===== DATA FOR THIS TASK

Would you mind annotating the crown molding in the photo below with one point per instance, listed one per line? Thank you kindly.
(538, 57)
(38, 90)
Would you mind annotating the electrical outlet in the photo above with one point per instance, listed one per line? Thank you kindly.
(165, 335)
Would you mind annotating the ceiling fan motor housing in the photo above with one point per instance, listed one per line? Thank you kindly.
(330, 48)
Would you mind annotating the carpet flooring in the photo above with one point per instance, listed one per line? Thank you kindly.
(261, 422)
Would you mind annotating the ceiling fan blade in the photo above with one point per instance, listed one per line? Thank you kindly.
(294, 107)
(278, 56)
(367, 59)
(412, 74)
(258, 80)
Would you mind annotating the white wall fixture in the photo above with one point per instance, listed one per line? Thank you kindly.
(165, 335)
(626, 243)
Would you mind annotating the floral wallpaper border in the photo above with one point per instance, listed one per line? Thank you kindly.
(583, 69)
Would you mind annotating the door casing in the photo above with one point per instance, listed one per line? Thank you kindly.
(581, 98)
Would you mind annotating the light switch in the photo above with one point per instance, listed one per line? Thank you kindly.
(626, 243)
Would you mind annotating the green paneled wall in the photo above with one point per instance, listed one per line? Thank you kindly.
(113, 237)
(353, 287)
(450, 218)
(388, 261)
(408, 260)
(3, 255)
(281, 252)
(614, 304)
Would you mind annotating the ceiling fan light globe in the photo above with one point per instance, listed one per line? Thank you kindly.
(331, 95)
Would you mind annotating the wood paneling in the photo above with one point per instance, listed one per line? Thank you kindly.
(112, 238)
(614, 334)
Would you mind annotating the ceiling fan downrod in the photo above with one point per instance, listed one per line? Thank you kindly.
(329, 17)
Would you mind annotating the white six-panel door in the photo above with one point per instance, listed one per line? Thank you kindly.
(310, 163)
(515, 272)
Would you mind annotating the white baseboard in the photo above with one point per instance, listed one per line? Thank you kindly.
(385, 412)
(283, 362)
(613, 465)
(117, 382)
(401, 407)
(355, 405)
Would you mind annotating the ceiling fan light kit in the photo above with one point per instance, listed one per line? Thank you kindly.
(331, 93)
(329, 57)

==========

§ **PROBLEM**:
Every entry above must be copied exactly.

§ **RESULT FOR THIS TASK**:
Would you mind annotating the crown molding in the photo below with one point per instance, listed one per line? Thank you kindly.
(538, 57)
(38, 90)
Would you mind annotating the electrical outlet in the photo above with one point per instance, listed one per line? Thank you kindly.
(165, 335)
Would you mind annotating the ceiling fan motor housing in the photo above with one point per instance, listed one per line? Thank you kindly.
(330, 48)
Would you mind annotating the carpet flooring in the photo above with one point per instance, listed one per line? Thank you kindly.
(261, 422)
Would you mind annotating the ceiling fan blade in the photo above with one point per instance, listed one per line? Thank you kindly.
(294, 107)
(278, 56)
(367, 59)
(412, 74)
(258, 80)
Would you mind annotating the white wall fixture in the photo above with one point per instance, listed one per line? Thank you kindly.
(165, 335)
(626, 243)
Would you mind annotating the floral wallpaper border in the photo above with one point per instance, listed one per line? Thank you kindly.
(583, 69)
Would you mind annotating the door casing in the photo above with one point per instance, listed one per line? Thank you kindly.
(581, 98)
Would you mind annotating the light switch in the photo above with one point per instance, listed one per line? Thank you kindly.
(626, 243)
Would you mind annotating the green paneled wall in the photo above with one point per instance, listed one per line? Thank you kindly.
(113, 237)
(353, 287)
(450, 218)
(388, 261)
(408, 260)
(3, 255)
(281, 252)
(614, 304)
Would you mind annotating the ceiling fan light globe in the photo above with one point per instance, listed one per line? Thank you kindly.
(331, 95)
Would you mind annotating the wood paneling in the photo above with one point per instance, listed one per line? Thank you kindly.
(112, 238)
(614, 334)
Would you mind annotating the ceiling fan downrod in the photo above with one point per instance, listed one per line? Thank you kindly.
(329, 17)
Would you mind annotating the white six-panel door in the photo above with one point per instance, listed one per line? Thank you kindly.
(310, 163)
(515, 272)
Would you mind annotating the white baseboard in the photo above with one point per instance, listed one per line? Thank you kindly.
(385, 412)
(283, 362)
(613, 465)
(117, 382)
(401, 407)
(355, 405)
Would you mind annotating the ceiling fan light kit in the photo above with one point per instance, listed one per line? Thank you kindly.
(331, 93)
(329, 57)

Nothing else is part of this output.